═════ EXCERPT PROVIDED

# Wiring led lights for 12v solar use



## flyingvranch (Mar 8, 2013)

I currently have a 12 volt solar panel system wired throughout my cabin. The battery voltage runs from 12.2 volts up to 14.4 volts depending on if it is daylight and the panels are charging the batteries. For battery equalization voltages I shut down all the lights for safety as the voltage usually runs up to 15.5 volts for several hours. ( I only do this once a month anyway)

I found some nice under counter puck led lights at HD that run off 110 volt AC through a transformer that produces 30 volts DC output that then powers 3 pucks that are wired in series. I disassembled the lights and powered each one individually using a 12 volt dc bench power supply and they seem to work fine. My question is can I rewire 3 of these pucks in parallel to each other and then power them directly from my 12 volt dc system? This seems like a simple question but I have searched the forum till I am blue in the face and can't seem to find the answers. I am a complete novice concerning drivers etc. I am well versed on solar power however and I just need to see if I can get these lights to work for my particular application. Thank you very much in advance!

══════════

§ PROMPT A:
Print the solar LED wiring post from "# Wiring led" up to and including "a month anyway)", word for word.
§ PROMPT B:
Using the solar LED wiring post, answer these:
(i) What range does the battery voltage run between?
(ii) What DC output does the transformer for the puck lights produce?
(iii) How often does the poster run battery equalization?
§ PROMPT C:
Pick up the solar LED wiring post after its last sentence and keep it going.
The material after this point comes from a separate source.

═════ COLLECTED DATA

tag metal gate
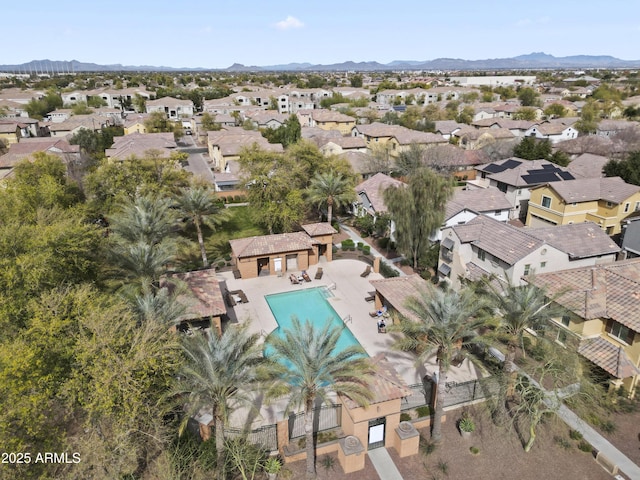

══════════

§ EXERCISE ANSWER A:
# Wiring led lights for 12v solar use



## flyingvranch (Mar 8, 2013)

I currently have a 12 volt solar panel system wired throughout my cabin. The battery voltage runs from 12.2 volts up to 14.4 volts depending on if it is daylight and the panels are charging the batteries. For battery equalization voltages I shut down all the lights for safety as the voltage usually runs up to 15.5 volts for several hours. ( I only do this once a month anyway)

§ EXERCISE ANSWER B:
(i) 12.2 volts to 14.4 volts
(ii) 30 volts DC
(iii) Once a month

§ EXERCISE ANSWER C:
----------



## rmteo (Mar 8, 2013)

Yes. (reply must be at least 5 chars).


----------



## ianfield (Mar 9, 2013)

flyingvranch said:


> I currently have a 12 volt solar panel system wired throughout my cabin. The battery voltage runs from 12.2 volts up to 14.4 volts depending on if it is daylight and the panels are charging the batteries. For battery equalization voltages I shut down all the lights for safety as the voltage usually runs up to 15.5 volts for several hours. ( I only do this once a month anyway)
> 
> I found some nice under counter puck led lights at HD that run off 110 volt AC through a transformer that produces 30 volts DC output that then powers 3 pucks that are wired in series. I disassembled the lights and powered each one individually using a 12 volt dc bench power supply and they seem to work fine. My question is can I rewire 3 of these pucks in parallel to each other and then power them directly from my 12 volt dc system? This seems like a simple question but I have searched the forum till I am blue in the face and can't seem to find the answers. I am a complete novice concerning drivers etc. I am well versed on solar power however and I just need to see if I can get these lights to work for my particular application. Thank you very much in advance!




LEDs need to be run from a current limited supply (can be as simple as a current limiting resistor if your fixed voltage supply is stable).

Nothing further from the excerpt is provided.